* [DOCUMENT EXCERPT]:
SelectionSet: a group where the composer chooses one option or none.
ComposedTask: flattened root causes, init funcs, fixes, and assertions.
Task: the final benchmark JSON the harness can run.
Important files
create_tasks.py merges all generated task families and samples the base split.
manager.py turns composed root causes into final task JSON.
mobile_data_issues.py, service_issues.py, and mms_issues.py define issue families.
utils.py contains composition helpers like compose_tasks.
One subtle repo detail
create_tasks.py has code to write a sampled tasks.json split
from multi-issue bins. In the local checkout, tasks.json and
tasks_full.json are identical, both with 2,285 tasks. So read the code path
and the checked-in artifact separately.
Exact pipeline
-
Issue files define atoms.
service_issues.py, mobile_data_issues.py, and
mms_issues.py define BaseTask objects. Each one has
init_funcs that create the failure and fix_funcs that return
the expected tool calls.
-
Selection sets create the combinatorics.
compose_tasks takes the cartesian product of every selection set plus
None. That means each issue slot can contribute one root cause, or be
absent. Validators keep the family honest: mobile-data tasks must include at least one
mobile-data issue; MMS tasks must include at least one MMS issue.
-
The manager starts from a clean simulator.
TaskManager.create_task calls get_environment(), applies
set_surrounding to set the user name, phone, and location, then runs every
init func. Init assertions are checked during generation, but only real env mutations
are saved into initial_state.initialization_actions.
-
The oracle fix path is generated, not guessed.
Fix funcs inspect the broken env and return expected
ToolCalls. A tool
with requestor: "assistant" is an agent-side backend tool. A tool with
requestor: "user" is something the simulated user can do after the agent
asks them, like toggling roaming or rebooting the phone.
-
Unfixable cases are represented explicitly.
If any fix func is
None, the task becomes an expected failure. The answer
key becomes transfer_to_human_agents, and the reward basis becomes
ENV_ASSERTION + ACTION.

* [DATASET RECORDS]:
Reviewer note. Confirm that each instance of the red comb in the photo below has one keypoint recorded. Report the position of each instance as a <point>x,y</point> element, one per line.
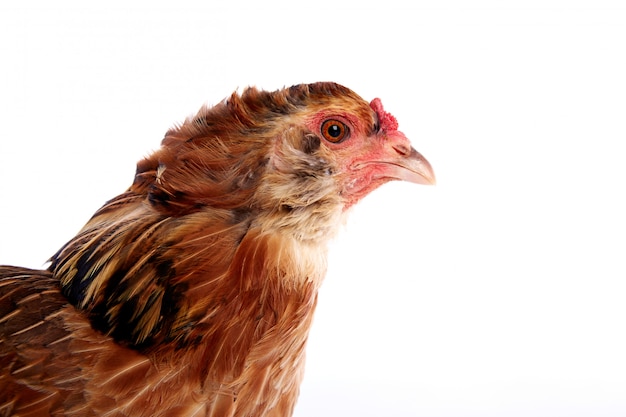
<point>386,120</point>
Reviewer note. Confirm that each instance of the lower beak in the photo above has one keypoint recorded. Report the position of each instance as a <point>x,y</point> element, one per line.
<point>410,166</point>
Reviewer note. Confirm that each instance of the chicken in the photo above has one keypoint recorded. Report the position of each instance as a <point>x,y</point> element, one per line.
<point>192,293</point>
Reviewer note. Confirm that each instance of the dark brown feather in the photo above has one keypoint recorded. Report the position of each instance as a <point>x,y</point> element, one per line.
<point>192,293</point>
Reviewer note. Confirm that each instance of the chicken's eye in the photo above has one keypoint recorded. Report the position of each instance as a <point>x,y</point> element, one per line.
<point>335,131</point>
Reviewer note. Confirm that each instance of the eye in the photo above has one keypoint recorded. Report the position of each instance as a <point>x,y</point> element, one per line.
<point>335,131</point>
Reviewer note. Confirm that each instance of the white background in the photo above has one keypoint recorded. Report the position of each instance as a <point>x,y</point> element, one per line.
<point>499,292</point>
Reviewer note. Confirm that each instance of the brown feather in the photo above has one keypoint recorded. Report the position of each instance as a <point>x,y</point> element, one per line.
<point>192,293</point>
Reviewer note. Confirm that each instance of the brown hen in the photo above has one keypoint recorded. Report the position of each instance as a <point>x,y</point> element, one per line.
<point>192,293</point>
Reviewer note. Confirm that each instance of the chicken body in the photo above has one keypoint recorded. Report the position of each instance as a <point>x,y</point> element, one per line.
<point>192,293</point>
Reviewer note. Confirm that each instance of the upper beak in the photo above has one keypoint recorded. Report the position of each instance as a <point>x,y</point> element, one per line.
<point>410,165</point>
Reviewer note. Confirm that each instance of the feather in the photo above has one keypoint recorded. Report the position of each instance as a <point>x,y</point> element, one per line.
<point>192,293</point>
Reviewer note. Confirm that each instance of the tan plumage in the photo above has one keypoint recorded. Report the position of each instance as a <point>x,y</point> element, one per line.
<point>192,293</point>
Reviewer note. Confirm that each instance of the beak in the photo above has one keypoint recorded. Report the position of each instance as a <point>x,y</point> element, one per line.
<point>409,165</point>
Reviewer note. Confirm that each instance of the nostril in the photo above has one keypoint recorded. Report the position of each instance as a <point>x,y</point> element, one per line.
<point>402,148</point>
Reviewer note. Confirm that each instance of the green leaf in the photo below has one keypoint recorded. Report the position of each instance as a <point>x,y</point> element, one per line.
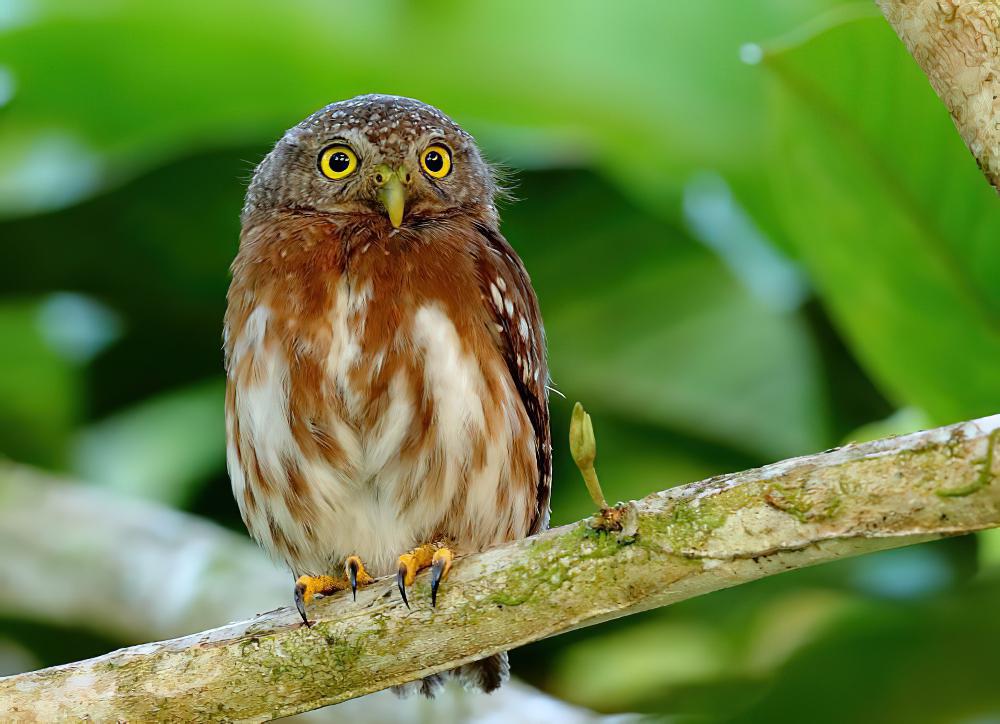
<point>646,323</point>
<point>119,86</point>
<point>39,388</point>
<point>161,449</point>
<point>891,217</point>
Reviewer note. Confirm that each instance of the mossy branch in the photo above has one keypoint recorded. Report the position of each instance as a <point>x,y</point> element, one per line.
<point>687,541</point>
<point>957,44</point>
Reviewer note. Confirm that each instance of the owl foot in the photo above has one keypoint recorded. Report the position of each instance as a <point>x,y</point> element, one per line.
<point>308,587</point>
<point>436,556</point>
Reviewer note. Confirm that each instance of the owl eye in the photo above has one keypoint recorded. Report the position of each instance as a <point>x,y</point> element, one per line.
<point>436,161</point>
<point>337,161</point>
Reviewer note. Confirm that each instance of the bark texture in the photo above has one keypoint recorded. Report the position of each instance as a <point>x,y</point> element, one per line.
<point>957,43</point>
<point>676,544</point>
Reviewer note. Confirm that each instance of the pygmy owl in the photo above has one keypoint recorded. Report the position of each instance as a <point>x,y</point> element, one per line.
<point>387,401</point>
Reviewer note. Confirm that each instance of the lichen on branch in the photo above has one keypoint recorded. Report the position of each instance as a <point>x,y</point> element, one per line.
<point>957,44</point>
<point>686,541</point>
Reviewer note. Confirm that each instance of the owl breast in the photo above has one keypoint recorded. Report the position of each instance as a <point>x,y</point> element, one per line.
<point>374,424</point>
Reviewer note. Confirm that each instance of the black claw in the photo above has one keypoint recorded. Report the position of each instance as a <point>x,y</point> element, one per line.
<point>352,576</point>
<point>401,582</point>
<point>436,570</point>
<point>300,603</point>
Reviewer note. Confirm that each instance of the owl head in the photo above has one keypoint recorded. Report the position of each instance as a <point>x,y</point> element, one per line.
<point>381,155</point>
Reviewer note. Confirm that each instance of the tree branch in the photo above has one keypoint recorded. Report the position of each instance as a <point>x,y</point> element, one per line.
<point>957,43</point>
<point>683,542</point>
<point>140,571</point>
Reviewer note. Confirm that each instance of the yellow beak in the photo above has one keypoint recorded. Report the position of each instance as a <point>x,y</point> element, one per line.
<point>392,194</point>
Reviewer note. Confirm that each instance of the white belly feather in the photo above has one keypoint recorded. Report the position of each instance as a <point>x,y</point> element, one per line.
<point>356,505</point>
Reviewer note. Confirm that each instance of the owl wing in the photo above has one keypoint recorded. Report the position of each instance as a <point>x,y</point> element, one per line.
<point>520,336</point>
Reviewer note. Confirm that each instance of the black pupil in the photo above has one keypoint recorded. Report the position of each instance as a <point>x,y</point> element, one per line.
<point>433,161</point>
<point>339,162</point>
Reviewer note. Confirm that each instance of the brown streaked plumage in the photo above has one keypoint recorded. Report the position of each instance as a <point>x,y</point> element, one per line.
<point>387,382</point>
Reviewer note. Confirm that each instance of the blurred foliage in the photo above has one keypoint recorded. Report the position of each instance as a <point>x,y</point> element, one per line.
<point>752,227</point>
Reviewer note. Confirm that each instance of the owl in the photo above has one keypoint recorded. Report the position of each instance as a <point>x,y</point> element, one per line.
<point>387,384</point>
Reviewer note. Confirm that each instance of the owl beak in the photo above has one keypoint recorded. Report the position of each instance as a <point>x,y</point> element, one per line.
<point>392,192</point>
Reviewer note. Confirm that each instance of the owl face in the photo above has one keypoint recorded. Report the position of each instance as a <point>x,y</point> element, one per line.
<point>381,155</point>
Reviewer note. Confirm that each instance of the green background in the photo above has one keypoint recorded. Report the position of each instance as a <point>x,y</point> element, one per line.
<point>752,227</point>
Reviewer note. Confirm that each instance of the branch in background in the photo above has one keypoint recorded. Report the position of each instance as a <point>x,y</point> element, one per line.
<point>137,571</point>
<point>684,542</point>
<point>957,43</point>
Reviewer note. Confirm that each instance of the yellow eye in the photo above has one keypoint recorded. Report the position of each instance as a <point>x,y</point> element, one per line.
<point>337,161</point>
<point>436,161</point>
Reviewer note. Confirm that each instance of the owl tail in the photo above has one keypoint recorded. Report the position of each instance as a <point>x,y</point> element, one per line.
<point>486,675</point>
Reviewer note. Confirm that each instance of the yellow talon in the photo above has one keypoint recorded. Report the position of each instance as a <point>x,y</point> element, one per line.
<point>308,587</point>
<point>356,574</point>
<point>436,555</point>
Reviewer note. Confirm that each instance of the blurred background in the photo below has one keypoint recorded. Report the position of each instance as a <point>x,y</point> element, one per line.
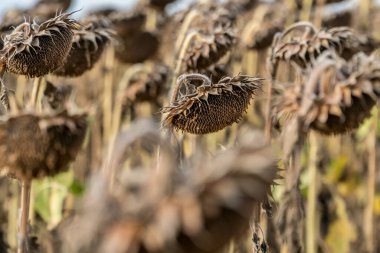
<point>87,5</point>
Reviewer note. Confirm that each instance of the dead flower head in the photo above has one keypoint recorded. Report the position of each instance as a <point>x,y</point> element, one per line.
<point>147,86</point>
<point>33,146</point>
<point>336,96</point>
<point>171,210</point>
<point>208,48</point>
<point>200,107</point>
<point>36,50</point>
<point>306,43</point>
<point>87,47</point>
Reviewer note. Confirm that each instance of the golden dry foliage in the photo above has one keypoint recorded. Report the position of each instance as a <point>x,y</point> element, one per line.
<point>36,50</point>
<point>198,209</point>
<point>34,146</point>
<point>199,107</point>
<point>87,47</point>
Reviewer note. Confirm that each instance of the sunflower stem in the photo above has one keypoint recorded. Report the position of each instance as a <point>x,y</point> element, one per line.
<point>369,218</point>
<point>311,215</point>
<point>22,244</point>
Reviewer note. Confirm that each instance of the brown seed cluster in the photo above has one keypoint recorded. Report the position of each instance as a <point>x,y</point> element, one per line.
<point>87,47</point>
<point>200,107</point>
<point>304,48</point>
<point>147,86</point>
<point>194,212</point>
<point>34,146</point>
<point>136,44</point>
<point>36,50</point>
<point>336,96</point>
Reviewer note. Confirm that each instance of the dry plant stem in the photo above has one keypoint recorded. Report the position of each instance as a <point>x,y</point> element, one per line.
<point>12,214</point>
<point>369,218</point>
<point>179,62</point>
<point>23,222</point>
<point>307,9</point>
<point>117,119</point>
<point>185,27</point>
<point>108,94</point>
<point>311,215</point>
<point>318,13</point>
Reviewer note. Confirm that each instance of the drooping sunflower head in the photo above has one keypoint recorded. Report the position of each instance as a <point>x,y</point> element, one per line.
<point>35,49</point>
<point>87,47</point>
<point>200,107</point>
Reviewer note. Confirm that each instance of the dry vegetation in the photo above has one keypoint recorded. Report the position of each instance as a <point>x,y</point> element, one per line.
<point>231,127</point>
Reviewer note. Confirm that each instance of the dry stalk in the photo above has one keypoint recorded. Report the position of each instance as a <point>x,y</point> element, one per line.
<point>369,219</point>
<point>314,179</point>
---
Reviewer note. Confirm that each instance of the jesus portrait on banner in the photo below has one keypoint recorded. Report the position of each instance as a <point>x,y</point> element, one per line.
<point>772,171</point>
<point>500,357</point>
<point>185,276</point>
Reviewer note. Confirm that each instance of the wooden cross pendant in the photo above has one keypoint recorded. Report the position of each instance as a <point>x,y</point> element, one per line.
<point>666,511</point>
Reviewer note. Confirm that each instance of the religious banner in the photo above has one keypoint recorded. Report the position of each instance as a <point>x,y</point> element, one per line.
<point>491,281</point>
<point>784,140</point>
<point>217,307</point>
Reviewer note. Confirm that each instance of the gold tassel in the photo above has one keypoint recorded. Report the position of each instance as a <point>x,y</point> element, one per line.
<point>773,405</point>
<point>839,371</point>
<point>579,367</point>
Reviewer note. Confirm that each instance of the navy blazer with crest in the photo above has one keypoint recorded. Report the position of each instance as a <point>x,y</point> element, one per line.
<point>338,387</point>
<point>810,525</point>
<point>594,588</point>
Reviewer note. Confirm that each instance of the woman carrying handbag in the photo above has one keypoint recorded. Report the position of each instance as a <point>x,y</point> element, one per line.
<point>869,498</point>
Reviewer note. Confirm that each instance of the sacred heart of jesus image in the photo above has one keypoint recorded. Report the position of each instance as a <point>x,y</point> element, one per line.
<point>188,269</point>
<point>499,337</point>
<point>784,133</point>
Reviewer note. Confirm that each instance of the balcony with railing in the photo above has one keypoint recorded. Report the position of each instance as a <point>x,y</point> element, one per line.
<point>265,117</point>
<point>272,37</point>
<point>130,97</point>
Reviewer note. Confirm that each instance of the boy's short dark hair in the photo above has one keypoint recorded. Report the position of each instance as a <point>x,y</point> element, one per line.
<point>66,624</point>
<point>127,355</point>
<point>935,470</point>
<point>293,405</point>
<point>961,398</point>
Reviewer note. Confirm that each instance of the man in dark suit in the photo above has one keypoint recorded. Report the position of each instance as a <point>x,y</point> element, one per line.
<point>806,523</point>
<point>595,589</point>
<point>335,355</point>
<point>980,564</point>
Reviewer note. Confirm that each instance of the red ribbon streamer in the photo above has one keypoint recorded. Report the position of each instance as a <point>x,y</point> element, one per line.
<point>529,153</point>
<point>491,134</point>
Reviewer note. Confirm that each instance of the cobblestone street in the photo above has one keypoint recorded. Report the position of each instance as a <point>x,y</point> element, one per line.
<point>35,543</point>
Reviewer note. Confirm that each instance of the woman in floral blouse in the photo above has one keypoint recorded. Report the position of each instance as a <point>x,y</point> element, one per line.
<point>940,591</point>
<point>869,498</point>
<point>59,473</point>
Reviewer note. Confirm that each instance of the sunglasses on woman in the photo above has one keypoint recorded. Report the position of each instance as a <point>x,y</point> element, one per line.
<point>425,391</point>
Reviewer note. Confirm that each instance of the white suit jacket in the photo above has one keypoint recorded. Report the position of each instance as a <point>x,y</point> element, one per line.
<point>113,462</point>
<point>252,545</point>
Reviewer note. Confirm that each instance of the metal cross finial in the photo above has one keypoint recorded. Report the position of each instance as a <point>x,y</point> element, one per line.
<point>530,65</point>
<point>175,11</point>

* [WHAT TO WORK ON]:
Set down, word for word, the part of the task-generation excerpt that opens with the words "Important files" and closes with the words "define issue families.".

* [OUTPUT OF THE TASK]:
Important files
create_tasks.py merges all generated task families and samples the base split.
manager.py turns composed root causes into final task JSON.
mobile_data_issues.py, service_issues.py, and mms_issues.py define issue families.